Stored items

* * * * * * *

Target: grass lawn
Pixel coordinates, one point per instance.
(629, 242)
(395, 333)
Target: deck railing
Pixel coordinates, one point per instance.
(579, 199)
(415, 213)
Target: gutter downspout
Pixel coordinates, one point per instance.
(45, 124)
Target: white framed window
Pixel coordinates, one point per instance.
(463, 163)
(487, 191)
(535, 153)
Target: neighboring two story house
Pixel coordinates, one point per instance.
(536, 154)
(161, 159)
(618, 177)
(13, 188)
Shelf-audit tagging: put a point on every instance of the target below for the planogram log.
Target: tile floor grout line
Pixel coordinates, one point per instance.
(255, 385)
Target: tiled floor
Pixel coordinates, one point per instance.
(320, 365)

* * * * * * *

▶ _YOUR OBJECTIVE_: Every piece of the data is to be set down again exactly.

▶ _OUTPUT FOR THIS EXERCISE_:
Target: grass lawn
Pixel coordinates, one point per instance.
(629, 242)
(395, 333)
Target: deck railing
Pixel coordinates, one point per instance.
(579, 199)
(415, 213)
Target: gutter downspout
Pixel coordinates, one point per instance.
(45, 124)
Target: white framed window
Pixel coordinates, one point per instance.
(463, 163)
(487, 191)
(535, 153)
Target: neighboring two story house
Pixel coordinates, one point per instance.
(536, 154)
(161, 159)
(618, 177)
(13, 188)
Shelf-audit tagging: put a point on every instance of the target below for the planogram log.
Target: tile floor grout line
Pixel coordinates, one point per instance.
(255, 385)
Target: tiled floor
Pixel coordinates, one point per instance.
(320, 365)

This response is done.